DOCUMENT PASSAGE
· · · ·

Why Your Cold Approach Game Isn't Working (3 Biggest Mistakes)

by Jason Rogers

You see a stunning woman. And since you study game and recognize the benefits of approaching, you make your move. You approach.

The only problem is, even though you do approach, you aren’t generating results. Whether it’s flakey numbers or a lack of interest all together, you’re looking to take your game to another level.

Luckily, you’ve come to the right place. After 7 years of experience, consistently practicing and refining my cold approach game, I’ve come to realize the three most common mistakes that keep men from getting results. Here they are...

Mistake #1: You’re Too Soft in the First Seven Seconds

You’ve heard it since you were a kid, “You never get a second chance to make a great first impression.” This advice is so trite that it’s often overlooked. But make no mistake, a first impression matters massively in cold approach.

· · · ·

Point annotation dataset records:
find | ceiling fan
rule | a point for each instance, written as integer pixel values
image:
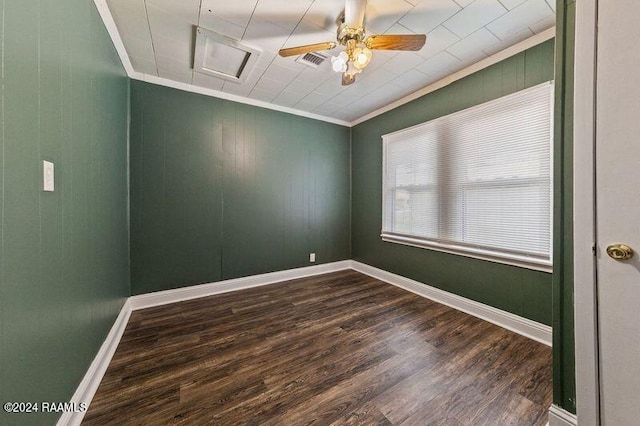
(352, 35)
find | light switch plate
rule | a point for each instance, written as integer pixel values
(47, 176)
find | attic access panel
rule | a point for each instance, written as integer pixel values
(224, 57)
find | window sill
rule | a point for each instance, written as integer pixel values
(522, 261)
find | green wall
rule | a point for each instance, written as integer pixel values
(564, 381)
(64, 268)
(521, 291)
(221, 190)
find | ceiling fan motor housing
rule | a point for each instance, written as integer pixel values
(346, 33)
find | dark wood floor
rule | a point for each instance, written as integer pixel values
(341, 348)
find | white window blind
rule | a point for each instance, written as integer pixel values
(477, 182)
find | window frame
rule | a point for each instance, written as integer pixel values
(503, 256)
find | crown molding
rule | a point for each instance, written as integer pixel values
(235, 98)
(535, 40)
(112, 29)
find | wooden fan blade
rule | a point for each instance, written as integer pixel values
(396, 42)
(354, 13)
(348, 79)
(299, 50)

· · · ·

DIRECTIVES
**a)** Copy the part of the cold approach article starting at "Mistake #1: You’re" and ending at "in cold approach.".
**b)** Carry on the cold approach article from its last sentence.
This data has no connection to the cold approach article.

RESULTS OF THE TASKS
**a)**
Mistake #1: You’re Too Soft in the First Seven Seconds

You’ve heard it since you were a kid, “You never get a second chance to make a great first impression.” This advice is so trite that it’s often overlooked. But make no mistake, a first impression matters massively in cold approach.

**b)**
Usually, guys come in too soft on their approach. Whether it’s a “seeking rapport” tone of voice, limp body language, or a lack of eye contact, the first seven seconds are certainly NOT a time to come in soft.

Instead, make zero apologies for your approach, either verbally or nonverbally. Hold your own, stand your ground, and look her in the eye.

This confident start to your conversation, whether you’re approaching her in the day or at night, makes a big difference. You can still be playful and fun whilst entering with confidence. But you cannot be “soft” and expect to get regular results.

Now, don’t be fooled: entering the approach with confidence, and without apology, isn’t a guarantee for success. However, approaching women with self-assuredness and certainty gives you a much better chance of becoming a guy she’ll quickly find attractive. And that’s exactly what you want to do when you make your first impression.

Mistake #2: You’re Leaving the Interaction Too Soon

Okay, so now you’ve shored up your approach. Instead of entering the conversation with your tail between your proverbial legs, you’re starting things off right. Good — that’s a nice upgrade to your game already.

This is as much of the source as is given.